**Data extract:**

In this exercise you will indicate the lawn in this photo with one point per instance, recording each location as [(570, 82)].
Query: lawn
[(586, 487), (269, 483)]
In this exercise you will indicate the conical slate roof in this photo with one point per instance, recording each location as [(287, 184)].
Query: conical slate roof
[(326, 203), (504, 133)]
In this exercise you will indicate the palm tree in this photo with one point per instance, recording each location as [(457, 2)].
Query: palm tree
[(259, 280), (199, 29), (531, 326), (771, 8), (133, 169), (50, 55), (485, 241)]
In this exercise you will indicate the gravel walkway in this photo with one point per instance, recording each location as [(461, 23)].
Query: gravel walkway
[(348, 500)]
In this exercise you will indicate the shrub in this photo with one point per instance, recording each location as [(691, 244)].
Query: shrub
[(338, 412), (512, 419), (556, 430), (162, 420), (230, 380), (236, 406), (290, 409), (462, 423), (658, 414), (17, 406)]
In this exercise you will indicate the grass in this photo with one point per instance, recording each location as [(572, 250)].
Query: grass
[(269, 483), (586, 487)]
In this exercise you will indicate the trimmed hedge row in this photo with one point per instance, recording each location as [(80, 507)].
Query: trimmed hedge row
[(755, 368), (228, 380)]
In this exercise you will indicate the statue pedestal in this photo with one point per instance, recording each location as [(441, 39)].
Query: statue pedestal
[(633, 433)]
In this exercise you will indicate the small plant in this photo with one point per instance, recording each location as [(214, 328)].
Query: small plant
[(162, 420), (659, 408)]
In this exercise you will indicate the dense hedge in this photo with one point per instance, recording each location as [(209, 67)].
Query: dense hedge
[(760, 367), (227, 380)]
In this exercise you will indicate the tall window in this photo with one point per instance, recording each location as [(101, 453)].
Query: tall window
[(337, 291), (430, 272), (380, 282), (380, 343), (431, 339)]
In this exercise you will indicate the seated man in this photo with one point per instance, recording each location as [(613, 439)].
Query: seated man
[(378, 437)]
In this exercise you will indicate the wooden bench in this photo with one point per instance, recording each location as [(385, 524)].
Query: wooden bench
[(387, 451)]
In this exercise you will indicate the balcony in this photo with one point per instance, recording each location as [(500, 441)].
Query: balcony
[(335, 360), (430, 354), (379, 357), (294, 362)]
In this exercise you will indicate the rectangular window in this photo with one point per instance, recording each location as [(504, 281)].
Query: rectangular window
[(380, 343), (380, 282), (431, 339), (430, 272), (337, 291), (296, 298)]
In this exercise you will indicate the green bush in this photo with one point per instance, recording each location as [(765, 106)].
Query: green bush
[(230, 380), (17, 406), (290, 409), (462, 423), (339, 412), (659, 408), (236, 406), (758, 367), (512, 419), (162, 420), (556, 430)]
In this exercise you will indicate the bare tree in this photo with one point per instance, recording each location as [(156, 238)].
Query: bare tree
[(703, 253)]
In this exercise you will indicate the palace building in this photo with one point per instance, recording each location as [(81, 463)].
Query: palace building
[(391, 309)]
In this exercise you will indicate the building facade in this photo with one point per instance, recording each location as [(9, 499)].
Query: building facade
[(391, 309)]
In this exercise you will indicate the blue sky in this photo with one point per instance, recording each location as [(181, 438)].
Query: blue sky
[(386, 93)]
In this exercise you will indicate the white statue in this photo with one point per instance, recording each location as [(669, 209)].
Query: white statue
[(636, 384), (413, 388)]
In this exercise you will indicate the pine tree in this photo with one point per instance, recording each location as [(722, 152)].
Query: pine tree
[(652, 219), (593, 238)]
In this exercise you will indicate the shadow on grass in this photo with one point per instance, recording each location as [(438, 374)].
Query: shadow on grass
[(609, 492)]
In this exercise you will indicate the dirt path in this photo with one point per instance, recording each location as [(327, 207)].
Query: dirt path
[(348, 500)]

**Task prompt:**
Copy all of the data exactly.

**Exercise response:**
In this exercise you will indicate the lawn in this photo with one point per instance, recording each location as [(570, 82)].
Query: lawn
[(586, 487), (269, 483)]
In this exercise you will indicate the conical slate roof in this photo with one point per instance, recording each location as [(287, 184)].
Query: conical slate roof
[(326, 203), (504, 133)]
In this exercise you will indicate the palm tree in this photo with one point per instance, recording each location as [(457, 2)].
Query: palm tree
[(259, 280), (199, 29), (531, 326), (771, 8), (133, 169), (50, 55), (485, 241)]
In this exercise you will indicate the gravel walkway in this photo with one point per instance, recording each location as [(461, 23)].
Query: gravel walkway
[(348, 500)]
In this exercise you will indicate the shrub in this photo with one point per instance, recording each location as [(691, 244)].
Query: shrub
[(338, 412), (512, 419), (556, 430), (162, 420), (230, 380), (236, 406), (290, 409), (462, 423), (658, 414), (17, 406)]
In this exercise you will indicate the grass in this photo with one point per instance, recording each location as [(572, 250)].
Query: grass
[(269, 483), (586, 487)]
In this exercise you will indicate the trimmed hedge row in this photo with one point per instance, recording each location as [(80, 507)].
Query: trimmed hedge row
[(755, 368), (228, 380)]
In this exercise you will indicate the statue pedestal in this photo with one point per instance, recording each location as [(441, 39)].
Query: statue pedestal
[(633, 433)]
In this exercise you will indicate the small plant in this photo with one point per instance, recording each location as [(214, 328)].
Query: small plant
[(162, 420), (659, 408)]
In this exercise you will indicate the dense hedge in this photo with one point per instance, recording each location as [(209, 67)].
Query: dense hedge
[(760, 367), (227, 380)]
In this exercise you will indicate the tall window in this photo with one point per instance, recording each location as [(101, 453)].
Query: tall window
[(337, 291), (430, 272), (380, 282), (380, 343), (431, 339)]
In this exercise you will indicate the seated man in this photo with one point per instance, recording each location as [(613, 439)].
Query: seated man
[(378, 437)]
In this exercise you will indicate the wooden bench in this photo with one point per instance, recording each location as [(385, 524)].
Query: wooden bench
[(387, 451)]
In this exercise you will indicate the balcony in this photo with one point per instance, recording each location as [(500, 441)].
Query: balcony
[(335, 360), (430, 354), (379, 357), (294, 362)]
In this exercise you will indicate the rectangular window in this photo with one point per instance, recording each location as [(504, 281)].
Query: rectangular window
[(380, 343), (380, 282), (431, 339), (430, 272), (337, 291), (296, 298)]
In this exercise you will indicate the green bush in this photo with one point per instance, recording each location as [(765, 106)].
Query: green bush
[(230, 380), (17, 406), (290, 409), (462, 423), (339, 412), (659, 408), (236, 406), (758, 367), (512, 419), (162, 420), (556, 430)]
In this exercise you will indicate the bare tree in this photo with one point per instance, recording each location as [(156, 238)].
Query: bare tree
[(703, 253)]
In this exercise you will indicate the palace building in this photo with one point per instance, recording each location as [(81, 463)].
Query: palace building
[(391, 309)]
In this exercise you will indicate the building facade in this photo with one point per instance, recording each location as [(9, 499)].
Query: building facade
[(391, 309)]
In this exercise you will indicate the blue sky in this photo with one point per instance, recording each location as [(181, 438)].
Query: blue sky
[(386, 93)]
In this exercise you will indicate the white statue in this photo with one point per instance, recording each location as [(669, 209)].
Query: white statue
[(636, 384), (413, 388)]
In this exercise you will indicate the pine tree in this photo with one point per instance, recording each location as [(722, 152)].
Query: pine tree
[(652, 219), (593, 238)]
In this exercise you will indicate the shadow on grass in this photo with one point per instance, recording each location as [(438, 374)].
Query: shadow on grass
[(609, 492)]
In this exercise you will indicate the dirt path in this photo with one point per instance, recording each location as [(327, 207)].
Query: dirt path
[(348, 500)]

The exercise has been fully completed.